> [Jobs]:
**a)** Answer these questions from the passage on Sudan's National Assembly, one per line:
(i) On what date was the National Assembly dissolved?
(ii) How many appointed members made up the National Assembly after the 2005 peace agreement?
(iii) How long is the term served by members of the National Legislature?
**b)** Gather every line of the records that contains the word "suit". Case counts.

The National Assembly (, Al-Maǧlis al-Waṭaniy) is the lower house of the National Legislature of Sudan. The Legislature was unicameral until 2005. The upper house is the Council of States (Majlis Welayat).

The National Assembly was dissolved on 11 April 2019 following a military coup which overthrew Sudan President Omar al-Bashir and Assembly's ruling National Congress Party.

As part of the 2019 Sudanese transition to democracy, a Transitional Legislative Council is to be formed which will function as the legislature of Sudan until elections scheduled for 2022.

Speakers
Hassan Abdallah al-Turabi was the speaker from 1996 until he stripped of the post in December 1999, and placed under arrest after a falling out with President Omar al-Bashir.

2015-2019 session

The most recent session was elected in 2015.

2010-2015 session

Sudan was previously in a transitional period following the signing of a Comprehensive Peace Agreement (CPA) on 9 January 2005 that officially ended the civil war between the Sudanese Government (based in Khartoum) and the southern-based Sudan People's Liberation Movement (SPLM) rebel group. The National Assembly consisted of 450 appointed members who represent the government, former rebels, and other opposition political parties. The National Assembly, whose members were appointed in mid-2005 replaced the latest elected parliament. All members of the National Legislature serve six-year terms. Article 117 of the Interim Constitution called for the 450 members of the National Assembly to be appointed according to the following power-sharing formula:

National Congress Party (52%)

> [Listed entries]:
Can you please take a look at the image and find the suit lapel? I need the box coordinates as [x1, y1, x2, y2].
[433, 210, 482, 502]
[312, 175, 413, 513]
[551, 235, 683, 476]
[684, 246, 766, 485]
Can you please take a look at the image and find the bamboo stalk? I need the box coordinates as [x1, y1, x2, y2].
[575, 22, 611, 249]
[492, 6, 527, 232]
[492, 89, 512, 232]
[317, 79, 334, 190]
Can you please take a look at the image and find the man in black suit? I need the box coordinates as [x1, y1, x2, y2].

* * *

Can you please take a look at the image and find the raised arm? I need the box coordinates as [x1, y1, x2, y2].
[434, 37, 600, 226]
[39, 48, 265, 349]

...

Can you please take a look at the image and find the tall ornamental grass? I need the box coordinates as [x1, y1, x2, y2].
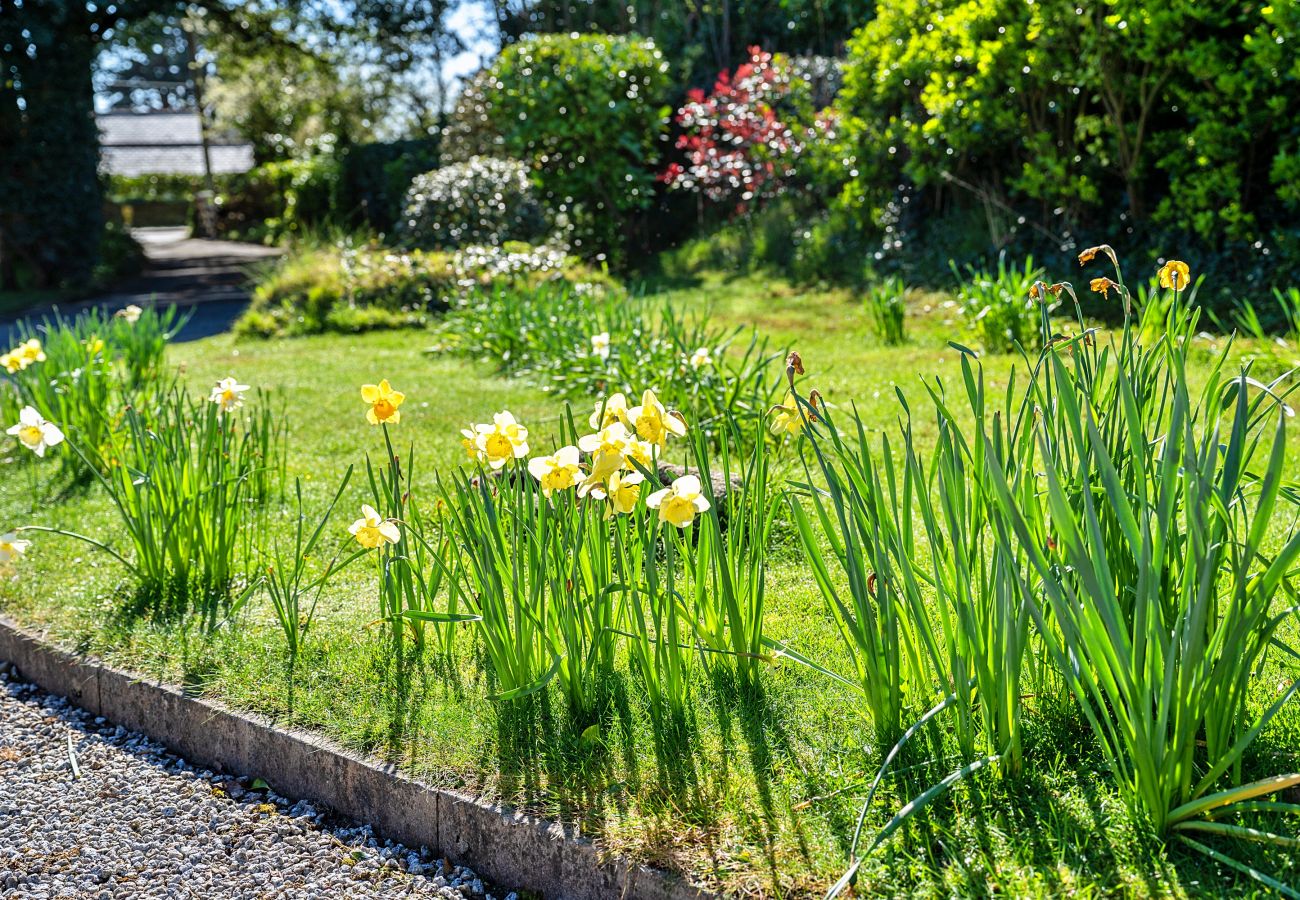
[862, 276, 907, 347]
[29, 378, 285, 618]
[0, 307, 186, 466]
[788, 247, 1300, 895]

> [Results of the tasks]:
**a)**
(i) 11 April 2019
(ii) 450
(iii) Six years

**b)**
Can you please take a look at the image and find the suit lapel? I need the box coordinates as [x1, y1, x2, y2].
Can you please take a look at the image and find the man in black suit? I need the box coordinates as [x1, y1, x2, y2].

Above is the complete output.